> [TASK]:
Decide whether each statement agrees with the Noah's ark text below, answering yes or no and quoting the deciding words: (a) God tells Noah to build the ark of cedar wood; (b) the ark is to be fifty cubits wide; (c) Gideon is to take on an army with 300 men.

> [SELECTED EXTRACT]:
================================
So God said to Noah, “I am going to put an end to all people, for the earth is filled with violence because of them. I am surely going to destroy both them and the earth. So make yourself an ark of cypress wood; make rooms in it and coat it with pitch inside and out. This is how you are to build it: The ark is to be three hundred cubits long, fifty cubits wide and thirty cubits high. Make a roof for it, leaving below the roof an opening one cubit high all around. Put a door in the side of the ark and make lower, middle and upper decks. I am going to bring floodwaters on the earth to destroy all life under the heavens, every creature that has the breath of life in it. Everything on earth will perish. But I will establish my covenant with you, and you will enter the ark—you and your sons and your wife and your sons’ wives with you. You are to bring into the ark two of all living creatures, male and female, to keep them alive with you. Two of every kind of bird, of every kind of animal and of every kind of creature that moves along the ground will come to you to be kept alive. You are to take every kind of food that is to be eaten and store it away as food for you and for them.”
Noah
did everything just as God commanded him. (Genesis 6:13-22)
Isn’t
this “just like God”? He shows up in someone’s life and commissions an ark with
specific requirements into which that person is to collect two of every kind of
everything along with food. Change the details, but what God calls us to do can
feel like a combination of “mission impossible” and a “comedy of the absurd.” As
far as Scripture has indicated, it hasn’t rained in 1556 years and wouldn’t
rain for another century. The land is watered by mist. What’s rain? We tend to
think of the people of that time as being primitive. What’s a boat? We also
tend to think of animals the way we see animals today, but according to Genesis
9:2, animals weren’t afraid of Noah or his family - and possibly weren’t afraid
of people in general.
The
whole situation gets a huge, “Huh? You want me to what?”
God
would later tell Moses to go to the pharaoh and insist that he “set my people
free.” He’d tell Joshua to take his army against a walled city four days after
circumcising that army. He’d tell Gideon to take on an army with 300 men. He’d take
a shepherd boy up against a giant soldier. He’d send a reluctant prophet to “Sin
City.” He’d ask His Son to give up His life to save us all.
================================
Saved data entries
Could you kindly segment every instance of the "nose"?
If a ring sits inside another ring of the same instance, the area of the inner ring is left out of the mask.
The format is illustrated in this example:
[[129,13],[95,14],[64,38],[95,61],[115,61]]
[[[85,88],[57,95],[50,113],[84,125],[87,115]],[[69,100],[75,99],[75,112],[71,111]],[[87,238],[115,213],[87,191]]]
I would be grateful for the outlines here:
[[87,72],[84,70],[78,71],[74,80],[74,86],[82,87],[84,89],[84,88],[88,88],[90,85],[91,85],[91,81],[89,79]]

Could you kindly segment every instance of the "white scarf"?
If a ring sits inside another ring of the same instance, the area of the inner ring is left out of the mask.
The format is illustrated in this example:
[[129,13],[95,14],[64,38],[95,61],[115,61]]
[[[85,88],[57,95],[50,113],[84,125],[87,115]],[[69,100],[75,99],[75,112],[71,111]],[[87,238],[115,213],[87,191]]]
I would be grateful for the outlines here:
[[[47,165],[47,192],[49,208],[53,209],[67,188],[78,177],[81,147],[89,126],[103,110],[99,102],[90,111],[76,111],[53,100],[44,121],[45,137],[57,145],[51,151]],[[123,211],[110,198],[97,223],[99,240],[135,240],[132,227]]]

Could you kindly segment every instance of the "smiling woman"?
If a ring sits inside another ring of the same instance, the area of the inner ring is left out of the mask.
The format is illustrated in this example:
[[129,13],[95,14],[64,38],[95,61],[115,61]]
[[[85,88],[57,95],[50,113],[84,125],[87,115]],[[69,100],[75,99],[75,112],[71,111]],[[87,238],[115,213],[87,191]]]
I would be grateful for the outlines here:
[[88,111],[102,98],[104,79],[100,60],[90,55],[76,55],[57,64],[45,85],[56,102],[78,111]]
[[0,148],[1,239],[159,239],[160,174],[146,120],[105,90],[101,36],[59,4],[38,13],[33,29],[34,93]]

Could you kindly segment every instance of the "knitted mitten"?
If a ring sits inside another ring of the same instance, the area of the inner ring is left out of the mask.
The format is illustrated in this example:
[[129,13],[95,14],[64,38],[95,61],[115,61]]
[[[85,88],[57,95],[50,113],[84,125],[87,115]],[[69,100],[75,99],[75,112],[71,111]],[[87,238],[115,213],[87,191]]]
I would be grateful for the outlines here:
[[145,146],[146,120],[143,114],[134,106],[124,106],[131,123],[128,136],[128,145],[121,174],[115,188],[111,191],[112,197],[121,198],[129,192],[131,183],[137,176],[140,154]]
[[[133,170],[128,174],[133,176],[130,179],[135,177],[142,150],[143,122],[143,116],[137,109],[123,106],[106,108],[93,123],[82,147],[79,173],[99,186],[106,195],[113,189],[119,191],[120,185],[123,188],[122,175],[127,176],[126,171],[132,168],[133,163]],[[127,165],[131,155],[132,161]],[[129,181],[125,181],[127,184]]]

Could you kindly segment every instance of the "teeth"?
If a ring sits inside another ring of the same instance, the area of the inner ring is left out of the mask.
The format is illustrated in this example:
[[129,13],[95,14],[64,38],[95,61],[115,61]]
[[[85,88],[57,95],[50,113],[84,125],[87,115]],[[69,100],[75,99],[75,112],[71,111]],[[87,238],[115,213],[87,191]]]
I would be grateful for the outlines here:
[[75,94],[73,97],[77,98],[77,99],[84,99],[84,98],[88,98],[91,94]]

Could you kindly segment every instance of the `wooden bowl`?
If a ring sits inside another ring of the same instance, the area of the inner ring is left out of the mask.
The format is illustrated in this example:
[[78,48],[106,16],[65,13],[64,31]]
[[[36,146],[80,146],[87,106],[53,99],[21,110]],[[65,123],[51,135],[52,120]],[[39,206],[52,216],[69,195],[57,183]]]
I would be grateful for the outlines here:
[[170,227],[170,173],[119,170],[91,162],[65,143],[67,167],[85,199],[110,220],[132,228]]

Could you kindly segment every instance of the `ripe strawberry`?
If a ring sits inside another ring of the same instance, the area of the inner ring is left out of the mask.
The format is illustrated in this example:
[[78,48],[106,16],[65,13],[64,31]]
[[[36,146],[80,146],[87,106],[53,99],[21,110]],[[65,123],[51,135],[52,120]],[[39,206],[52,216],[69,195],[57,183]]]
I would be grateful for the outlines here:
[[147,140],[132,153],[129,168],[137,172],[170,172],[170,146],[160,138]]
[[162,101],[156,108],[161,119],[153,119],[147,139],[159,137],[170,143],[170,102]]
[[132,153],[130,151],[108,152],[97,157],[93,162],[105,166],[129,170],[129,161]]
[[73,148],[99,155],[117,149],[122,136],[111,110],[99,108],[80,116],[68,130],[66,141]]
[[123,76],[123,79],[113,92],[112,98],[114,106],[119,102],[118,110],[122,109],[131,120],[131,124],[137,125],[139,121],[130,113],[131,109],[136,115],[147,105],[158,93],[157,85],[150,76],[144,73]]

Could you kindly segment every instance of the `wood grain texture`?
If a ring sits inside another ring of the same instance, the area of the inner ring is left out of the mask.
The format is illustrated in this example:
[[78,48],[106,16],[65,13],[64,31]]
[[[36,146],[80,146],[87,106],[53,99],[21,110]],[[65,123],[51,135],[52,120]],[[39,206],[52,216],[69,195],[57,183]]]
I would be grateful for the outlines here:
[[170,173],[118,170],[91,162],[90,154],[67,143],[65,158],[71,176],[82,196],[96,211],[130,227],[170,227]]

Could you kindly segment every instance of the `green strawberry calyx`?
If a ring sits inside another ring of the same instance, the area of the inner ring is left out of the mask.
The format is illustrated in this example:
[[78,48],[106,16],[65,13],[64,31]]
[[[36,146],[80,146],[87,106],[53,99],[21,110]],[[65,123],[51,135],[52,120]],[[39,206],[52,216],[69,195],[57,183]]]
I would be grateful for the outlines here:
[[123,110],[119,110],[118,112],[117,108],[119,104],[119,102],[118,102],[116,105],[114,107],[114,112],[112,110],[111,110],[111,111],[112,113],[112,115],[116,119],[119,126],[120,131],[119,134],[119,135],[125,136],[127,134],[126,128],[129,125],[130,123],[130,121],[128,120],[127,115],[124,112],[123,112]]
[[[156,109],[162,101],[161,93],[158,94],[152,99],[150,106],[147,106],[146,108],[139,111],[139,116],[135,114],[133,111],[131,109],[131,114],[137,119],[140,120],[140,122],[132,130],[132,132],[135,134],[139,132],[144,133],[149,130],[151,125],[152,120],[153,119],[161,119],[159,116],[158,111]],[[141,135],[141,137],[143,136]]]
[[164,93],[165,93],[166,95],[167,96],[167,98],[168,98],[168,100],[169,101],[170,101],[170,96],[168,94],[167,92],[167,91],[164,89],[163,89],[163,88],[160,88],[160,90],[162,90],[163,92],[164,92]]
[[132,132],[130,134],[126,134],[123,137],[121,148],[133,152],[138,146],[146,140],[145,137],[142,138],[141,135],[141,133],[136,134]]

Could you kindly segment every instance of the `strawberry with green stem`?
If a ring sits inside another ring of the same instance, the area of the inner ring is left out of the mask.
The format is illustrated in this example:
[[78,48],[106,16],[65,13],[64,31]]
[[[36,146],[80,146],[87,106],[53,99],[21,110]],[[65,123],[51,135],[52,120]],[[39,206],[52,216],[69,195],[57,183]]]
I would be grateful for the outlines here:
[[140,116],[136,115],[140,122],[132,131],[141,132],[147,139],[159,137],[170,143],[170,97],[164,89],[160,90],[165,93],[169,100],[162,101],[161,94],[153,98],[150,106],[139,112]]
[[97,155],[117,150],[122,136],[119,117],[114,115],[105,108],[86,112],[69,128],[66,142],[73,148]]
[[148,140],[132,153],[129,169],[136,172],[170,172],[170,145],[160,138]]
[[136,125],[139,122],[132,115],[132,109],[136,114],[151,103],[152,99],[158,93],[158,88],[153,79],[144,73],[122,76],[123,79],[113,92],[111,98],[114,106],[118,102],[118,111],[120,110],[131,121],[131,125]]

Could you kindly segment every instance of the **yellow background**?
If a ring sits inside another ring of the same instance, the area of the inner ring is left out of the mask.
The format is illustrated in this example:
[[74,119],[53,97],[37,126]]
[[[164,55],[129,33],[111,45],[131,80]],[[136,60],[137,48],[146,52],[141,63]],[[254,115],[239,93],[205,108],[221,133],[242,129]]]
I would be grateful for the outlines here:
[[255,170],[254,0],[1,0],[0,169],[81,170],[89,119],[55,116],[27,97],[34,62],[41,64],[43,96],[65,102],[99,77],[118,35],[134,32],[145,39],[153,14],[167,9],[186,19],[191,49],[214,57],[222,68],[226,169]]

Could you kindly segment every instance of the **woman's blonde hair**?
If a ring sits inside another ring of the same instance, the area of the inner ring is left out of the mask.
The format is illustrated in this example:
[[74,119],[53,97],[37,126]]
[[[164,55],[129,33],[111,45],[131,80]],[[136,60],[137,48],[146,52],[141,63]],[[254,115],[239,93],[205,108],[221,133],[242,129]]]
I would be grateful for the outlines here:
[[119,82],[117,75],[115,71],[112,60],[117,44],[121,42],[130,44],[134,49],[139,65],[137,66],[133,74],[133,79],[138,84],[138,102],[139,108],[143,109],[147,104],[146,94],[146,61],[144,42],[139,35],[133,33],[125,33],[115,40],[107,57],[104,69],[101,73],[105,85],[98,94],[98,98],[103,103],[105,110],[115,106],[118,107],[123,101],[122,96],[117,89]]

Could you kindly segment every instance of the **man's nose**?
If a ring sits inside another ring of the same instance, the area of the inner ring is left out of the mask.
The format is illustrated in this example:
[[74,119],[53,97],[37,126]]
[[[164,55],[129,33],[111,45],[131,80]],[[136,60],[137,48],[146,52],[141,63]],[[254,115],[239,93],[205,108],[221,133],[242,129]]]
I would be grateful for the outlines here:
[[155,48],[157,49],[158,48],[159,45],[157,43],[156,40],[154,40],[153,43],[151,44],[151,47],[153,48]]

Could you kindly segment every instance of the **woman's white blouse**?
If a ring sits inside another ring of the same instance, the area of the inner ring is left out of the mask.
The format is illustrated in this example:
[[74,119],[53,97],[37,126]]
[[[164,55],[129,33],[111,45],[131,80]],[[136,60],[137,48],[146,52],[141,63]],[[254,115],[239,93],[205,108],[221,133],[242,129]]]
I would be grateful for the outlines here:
================================
> [RESPONSE FOR THIS EXERCISE]:
(a) No: "make yourself an ark of cypress wood"
(b) Yes: "fifty cubits wide"
(c) Yes: "He’d tell Gideon to take on an army with 300 men."